[Object pointing dataset lines]
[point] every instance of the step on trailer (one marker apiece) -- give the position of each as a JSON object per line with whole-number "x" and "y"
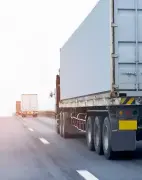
{"x": 99, "y": 87}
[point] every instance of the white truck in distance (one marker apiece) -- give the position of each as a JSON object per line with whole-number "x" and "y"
{"x": 29, "y": 105}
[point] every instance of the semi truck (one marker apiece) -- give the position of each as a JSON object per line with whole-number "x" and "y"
{"x": 99, "y": 87}
{"x": 18, "y": 108}
{"x": 29, "y": 105}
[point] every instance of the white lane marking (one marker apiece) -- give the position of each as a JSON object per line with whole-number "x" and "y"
{"x": 30, "y": 129}
{"x": 44, "y": 141}
{"x": 87, "y": 175}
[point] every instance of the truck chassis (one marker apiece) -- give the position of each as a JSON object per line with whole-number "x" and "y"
{"x": 110, "y": 124}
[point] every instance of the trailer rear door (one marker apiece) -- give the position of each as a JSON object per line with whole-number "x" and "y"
{"x": 128, "y": 45}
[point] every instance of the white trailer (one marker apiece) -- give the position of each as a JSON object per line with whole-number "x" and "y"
{"x": 99, "y": 89}
{"x": 29, "y": 105}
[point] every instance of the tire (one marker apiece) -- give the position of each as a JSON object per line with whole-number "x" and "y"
{"x": 98, "y": 129}
{"x": 90, "y": 133}
{"x": 64, "y": 126}
{"x": 61, "y": 124}
{"x": 57, "y": 129}
{"x": 57, "y": 126}
{"x": 109, "y": 154}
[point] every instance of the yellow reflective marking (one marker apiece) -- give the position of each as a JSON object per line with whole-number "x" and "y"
{"x": 130, "y": 101}
{"x": 122, "y": 100}
{"x": 127, "y": 124}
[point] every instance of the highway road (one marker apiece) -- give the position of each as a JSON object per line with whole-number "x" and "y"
{"x": 30, "y": 149}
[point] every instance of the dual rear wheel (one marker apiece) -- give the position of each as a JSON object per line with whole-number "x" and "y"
{"x": 98, "y": 135}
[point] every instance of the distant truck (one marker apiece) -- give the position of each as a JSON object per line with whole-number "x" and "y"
{"x": 99, "y": 88}
{"x": 29, "y": 105}
{"x": 18, "y": 108}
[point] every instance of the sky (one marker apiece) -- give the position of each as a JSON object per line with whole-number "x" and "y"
{"x": 31, "y": 35}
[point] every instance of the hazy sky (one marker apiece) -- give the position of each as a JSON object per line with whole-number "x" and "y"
{"x": 31, "y": 33}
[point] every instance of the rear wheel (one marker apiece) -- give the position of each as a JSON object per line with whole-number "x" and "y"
{"x": 109, "y": 154}
{"x": 57, "y": 124}
{"x": 61, "y": 124}
{"x": 98, "y": 126}
{"x": 90, "y": 133}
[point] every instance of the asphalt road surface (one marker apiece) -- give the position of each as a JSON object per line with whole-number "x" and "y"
{"x": 30, "y": 149}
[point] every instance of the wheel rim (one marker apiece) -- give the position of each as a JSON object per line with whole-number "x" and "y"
{"x": 97, "y": 139}
{"x": 106, "y": 139}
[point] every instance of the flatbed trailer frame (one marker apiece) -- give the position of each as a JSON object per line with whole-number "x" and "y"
{"x": 110, "y": 124}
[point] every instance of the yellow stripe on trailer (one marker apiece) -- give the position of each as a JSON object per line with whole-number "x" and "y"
{"x": 127, "y": 101}
{"x": 127, "y": 124}
{"x": 122, "y": 100}
{"x": 131, "y": 100}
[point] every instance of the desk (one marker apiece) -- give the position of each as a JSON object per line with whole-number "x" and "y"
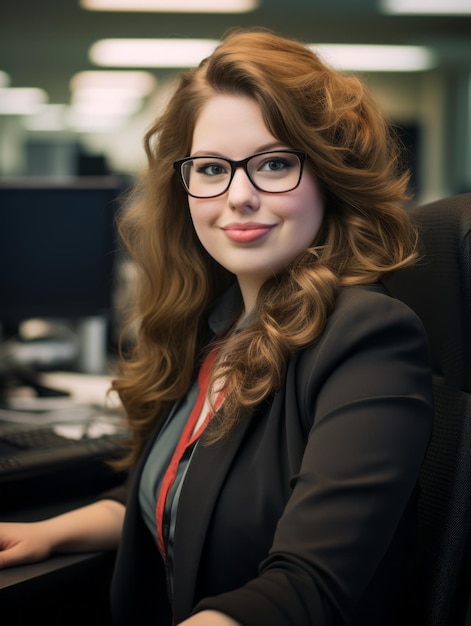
{"x": 64, "y": 590}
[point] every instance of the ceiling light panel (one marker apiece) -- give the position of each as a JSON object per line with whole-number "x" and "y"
{"x": 177, "y": 53}
{"x": 376, "y": 58}
{"x": 426, "y": 7}
{"x": 172, "y": 6}
{"x": 21, "y": 100}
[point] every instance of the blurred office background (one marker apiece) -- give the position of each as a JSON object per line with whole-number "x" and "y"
{"x": 64, "y": 110}
{"x": 82, "y": 80}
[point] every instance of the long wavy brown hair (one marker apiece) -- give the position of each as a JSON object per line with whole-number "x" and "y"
{"x": 365, "y": 233}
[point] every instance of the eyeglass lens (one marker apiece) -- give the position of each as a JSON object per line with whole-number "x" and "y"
{"x": 275, "y": 172}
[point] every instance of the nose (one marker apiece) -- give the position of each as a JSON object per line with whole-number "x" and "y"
{"x": 241, "y": 193}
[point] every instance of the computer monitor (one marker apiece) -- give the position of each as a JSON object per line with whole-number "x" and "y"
{"x": 58, "y": 253}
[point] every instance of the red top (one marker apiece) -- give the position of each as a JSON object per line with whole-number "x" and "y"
{"x": 187, "y": 438}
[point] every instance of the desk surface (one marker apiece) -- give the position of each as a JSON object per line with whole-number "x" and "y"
{"x": 67, "y": 589}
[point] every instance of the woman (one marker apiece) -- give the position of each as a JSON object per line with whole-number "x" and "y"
{"x": 279, "y": 398}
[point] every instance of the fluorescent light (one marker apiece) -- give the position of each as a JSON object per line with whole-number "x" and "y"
{"x": 21, "y": 100}
{"x": 50, "y": 117}
{"x": 4, "y": 79}
{"x": 426, "y": 7}
{"x": 112, "y": 107}
{"x": 133, "y": 83}
{"x": 172, "y": 6}
{"x": 151, "y": 52}
{"x": 177, "y": 53}
{"x": 376, "y": 58}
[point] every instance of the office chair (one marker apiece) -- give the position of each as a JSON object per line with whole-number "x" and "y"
{"x": 438, "y": 288}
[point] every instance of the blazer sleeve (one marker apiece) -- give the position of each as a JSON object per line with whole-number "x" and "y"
{"x": 365, "y": 391}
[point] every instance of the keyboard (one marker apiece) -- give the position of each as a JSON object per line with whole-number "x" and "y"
{"x": 27, "y": 450}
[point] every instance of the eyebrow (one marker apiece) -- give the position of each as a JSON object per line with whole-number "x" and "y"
{"x": 264, "y": 148}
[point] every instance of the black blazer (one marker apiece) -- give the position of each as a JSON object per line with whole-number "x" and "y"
{"x": 305, "y": 515}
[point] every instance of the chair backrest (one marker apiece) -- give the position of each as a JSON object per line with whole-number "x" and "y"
{"x": 438, "y": 288}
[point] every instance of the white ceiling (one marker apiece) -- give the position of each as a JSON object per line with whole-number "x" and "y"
{"x": 43, "y": 43}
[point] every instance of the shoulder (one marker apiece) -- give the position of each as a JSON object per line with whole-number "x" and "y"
{"x": 368, "y": 330}
{"x": 364, "y": 308}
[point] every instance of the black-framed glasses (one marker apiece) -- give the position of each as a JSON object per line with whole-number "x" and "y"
{"x": 274, "y": 171}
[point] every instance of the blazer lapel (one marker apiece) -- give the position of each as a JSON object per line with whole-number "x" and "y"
{"x": 201, "y": 487}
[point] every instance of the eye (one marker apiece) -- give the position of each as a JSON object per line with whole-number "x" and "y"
{"x": 211, "y": 168}
{"x": 274, "y": 164}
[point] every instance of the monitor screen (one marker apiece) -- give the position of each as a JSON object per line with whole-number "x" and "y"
{"x": 57, "y": 248}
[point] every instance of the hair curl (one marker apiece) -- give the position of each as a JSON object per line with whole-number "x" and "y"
{"x": 365, "y": 232}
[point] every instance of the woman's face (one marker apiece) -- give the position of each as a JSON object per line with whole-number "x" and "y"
{"x": 253, "y": 234}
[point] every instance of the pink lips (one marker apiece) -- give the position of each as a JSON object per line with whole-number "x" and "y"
{"x": 246, "y": 232}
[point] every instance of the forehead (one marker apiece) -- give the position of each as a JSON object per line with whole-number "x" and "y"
{"x": 231, "y": 125}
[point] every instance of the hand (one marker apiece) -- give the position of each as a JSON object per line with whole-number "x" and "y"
{"x": 22, "y": 543}
{"x": 209, "y": 618}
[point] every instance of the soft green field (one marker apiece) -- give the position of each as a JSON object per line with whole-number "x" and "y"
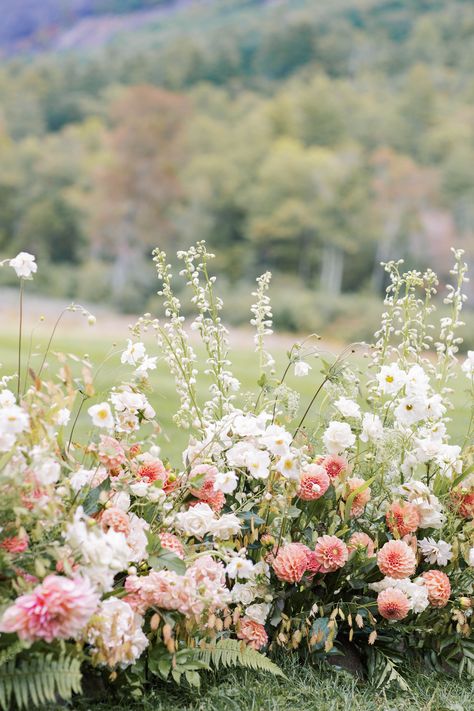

→ **Your goal**
Swap "one marker apiece" for "one marker each" in the lines starting at the one containing "[point] every instance of the woman's" and ending at the last of the lines, leaving everything else unchanged. Give only those lines, and leave the pictures out.

→ **Response**
[point] every instance of the woman's face (one marker each) -- give the position of each as a JSON object per line with whole-number "x" and "y"
{"x": 253, "y": 234}
[point] every instance of the pink lips (one marker each) -- give the position of each as a JSON object per line with whole-number "x" and "y"
{"x": 246, "y": 232}
[point] every instance of the forehead (one marker each) -- give the position of each as a JSON object per line with whole-number "x" and "y"
{"x": 231, "y": 125}
[point] every instance of the hand (one marker each) -- give the position of each as a JSON object per line with whole-number "x" and "y"
{"x": 22, "y": 543}
{"x": 209, "y": 618}
[point] every instance of the soft green field (one marker each) -- give the position of each as a JSON object per line with whole-number "x" and "y"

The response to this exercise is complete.